Data entries
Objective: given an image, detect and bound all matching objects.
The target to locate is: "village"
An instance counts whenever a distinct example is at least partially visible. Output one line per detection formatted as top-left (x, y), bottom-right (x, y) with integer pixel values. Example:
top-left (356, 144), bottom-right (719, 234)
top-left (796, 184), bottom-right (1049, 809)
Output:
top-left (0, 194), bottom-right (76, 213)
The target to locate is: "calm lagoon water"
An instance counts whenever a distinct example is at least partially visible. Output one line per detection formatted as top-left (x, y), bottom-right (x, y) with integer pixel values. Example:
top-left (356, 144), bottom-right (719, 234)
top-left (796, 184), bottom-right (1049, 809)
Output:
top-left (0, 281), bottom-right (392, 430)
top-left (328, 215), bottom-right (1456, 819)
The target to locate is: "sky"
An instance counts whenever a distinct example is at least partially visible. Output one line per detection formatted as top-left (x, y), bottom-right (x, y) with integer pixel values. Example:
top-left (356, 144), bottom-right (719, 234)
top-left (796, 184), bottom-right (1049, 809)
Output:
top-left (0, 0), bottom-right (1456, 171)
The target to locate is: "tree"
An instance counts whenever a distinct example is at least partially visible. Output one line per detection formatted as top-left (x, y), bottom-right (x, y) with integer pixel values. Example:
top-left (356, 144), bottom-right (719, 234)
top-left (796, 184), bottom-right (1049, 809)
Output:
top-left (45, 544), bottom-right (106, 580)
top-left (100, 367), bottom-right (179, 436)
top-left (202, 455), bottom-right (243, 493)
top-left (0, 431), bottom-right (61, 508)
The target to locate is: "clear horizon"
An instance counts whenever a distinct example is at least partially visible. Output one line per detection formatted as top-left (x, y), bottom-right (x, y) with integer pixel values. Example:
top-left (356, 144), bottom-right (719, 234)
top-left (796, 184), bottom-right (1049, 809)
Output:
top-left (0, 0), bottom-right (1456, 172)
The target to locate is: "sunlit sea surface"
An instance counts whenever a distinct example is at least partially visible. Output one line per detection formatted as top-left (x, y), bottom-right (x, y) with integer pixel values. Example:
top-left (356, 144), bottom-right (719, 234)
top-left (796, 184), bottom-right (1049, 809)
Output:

TASK TO COMPLETE: Lay out every line of the data above as a JSON list of strings, one string per line, and leave out any blank lines.

RESULT OF THIS EXERCISE:
[
  "Objective: given an image, detect and bound all matching objects.",
  "The target to locate is: \"village\"",
  "An instance counts whenever a distinct example is at least partially visible. Output one line per detection formatted as top-left (x, y), bottom-right (x, y) with integer pixel values. Example:",
  "top-left (356, 144), bottom-right (719, 234)",
  "top-left (796, 184), bottom-right (1049, 809)",
  "Output:",
  "top-left (0, 194), bottom-right (76, 213)",
  "The target to locate is: \"calm lagoon water\"",
  "An instance counts whenever a distinct example is at least partially visible. Output one line per detection formatted as top-left (x, y), bottom-right (x, y) with integer pixel values. Example:",
  "top-left (356, 144), bottom-right (719, 234)",
  "top-left (796, 184), bottom-right (1049, 809)",
  "Output:",
  "top-left (0, 281), bottom-right (392, 430)",
  "top-left (328, 215), bottom-right (1456, 819)",
  "The target to locate is: \"sky\"",
  "An instance counts whenever a distinct example is at least partially visible. Output one line per detection formatted as top-left (x, y), bottom-right (x, y) with integer pixel values. Example:",
  "top-left (356, 144), bottom-right (719, 234)",
  "top-left (796, 184), bottom-right (1049, 809)",
  "Output:",
  "top-left (0, 0), bottom-right (1456, 171)",
  "The target to locate is: \"tree\"",
  "An instance counts whenever a distinct example is at least partially visible. Output one line per detection formatted as top-left (x, y), bottom-right (x, y) with integer pixel values. Example:",
  "top-left (356, 144), bottom-right (719, 234)",
  "top-left (796, 184), bottom-right (1049, 809)",
  "Output:",
  "top-left (45, 544), bottom-right (106, 580)",
  "top-left (100, 367), bottom-right (179, 436)",
  "top-left (202, 455), bottom-right (243, 493)",
  "top-left (0, 431), bottom-right (61, 508)",
  "The target to locate is: \"clear horizon\"",
  "An instance counts whenever a distinct example is at least partially visible. Output one line per detection formatted as top-left (x, y), bottom-right (x, y) with integer pixel values. Example:",
  "top-left (356, 144), bottom-right (719, 234)",
  "top-left (796, 184), bottom-right (1049, 809)",
  "Output:",
  "top-left (0, 0), bottom-right (1456, 172)",
  "The target to locate is: \"sunlit sea surface\"",
  "An instance counts whenever a distinct example is at least partially visible. Output one line per detection formatted as top-left (x, y), bottom-right (x, y) with integer pixel values. Example:",
  "top-left (356, 144), bottom-right (719, 234)",
  "top-left (796, 184), bottom-right (1049, 809)",
  "Output:"
]